• **Directives**:
1 – Update the stretch of the Bobbi Althoff article from "That interview also" through "Althoff to explore.", putting "critics" in place of "detractors".
2 – Extend the Bobbi Althoff article past its final sentence.

The Untold Truth Of Bobbi Althoff
It took years for Joe Rogan to cultivate a mega audience for his podcast, while social media influencer Bobbi Althoff has managed to do so in a matter of months. Granted, Rogan rules the virtual mic-and-cam industry with a staggering 14.5 million followers, compared to the 1.23 million YouTube minions who signed up for Althoff's show, "The Really Good Podcast," which launched in 2023. But her clout spikes when lumping her 3.2 million Instagram disciples with her 7.4 million TikTok followers, making her the video streaming world's "it girl." Currently, Althoff's riding a Warholian wave triggered by a tsunami in the form of hip-hop star Drake, with whom she shared a hotel bed for one of her podcasts. That, and interviews with folks like Mark Cuban and Shaquille O'Neal helped her show's rookie season harvest enough of a sensation to score an iHeart Podcast award for Best Emerging Podcast.
That interview also spawned her share of detractors, who hinted at salacious speculation surrounding that exchange, while others deplored her deadpan, seemingly indifferent verbal cadence. "It's definitely hard having so many people have so many opinions about everything you do," Althoff shared with Rolling Stone. "I think a lot of people think I'm just this mean person who says mean things to people. That's why I'm trying to make sure people know there's a difference between the interviewer me, versus the real me." Even without pondering her persona in front of the mic, there's plenty of scuttlebutt surrounding Althoff to explore.

• **Record list**:
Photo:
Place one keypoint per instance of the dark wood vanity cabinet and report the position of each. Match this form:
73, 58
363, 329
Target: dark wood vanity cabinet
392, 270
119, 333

• **Task answers**:
1 –
That interview also spawned her share of critics, who hinted at salacious speculation surrounding that exchange, while others deplored her deadpan, seemingly indifferent verbal cadence. "It's definitely hard having so many people have so many opinions about everything you do," Althoff shared with Rolling Stone. "I think a lot of people think I'm just this mean person who says mean things to people. That's why I'm trying to make sure people know there's a difference between the interviewer me, versus the real me." Even without pondering her persona in front of the mic, there's plenty of scuttlebutt surrounding Althoff to explore.

2 –
Bobbi Althoff's family apparently had a Snoop Dogg connection
Growing up in southern California, Bobbi Althoff said her family was hardly well-off, largely because of the gig irregularities that her father experienced as a handyman. But he scored one stint strictly by accident, when he was renovating a home next door to the legend, Snoop Dogg. When someone from his entourage asked Althoff's father to do some interior work in the celebrity's home, he accepted — and even took home a set of Dogg's doors originally relegated for scrap. "That was my claim to fame for so long, that we had Snoop Dogg's doors," recalled Althoff to Cosmopolitan. "When we got really poor, my dad would sell everything. There was a time when I'd come home and my bed frame would be gone because he needed money. Those doors, we never got rid of."
That anecdote might have given Althoff bragging rights at school, but the alternative media star revealed her antagonists to declare her father's brush with rap greatness was the sole reason her podcast succeeded. On the show itself, that door story ventured into uncomfortable territory, providing Funny Marco a chance to turn the interview around and interrogate Althoff about her family's history with destitution. "Why are we arguing about how poor I was?" lamented Althoff, getting lightly defensive on her show. On another episode of Althoff's podcast, Drake was amused by the anecdote, remarking, "That's a cool memento."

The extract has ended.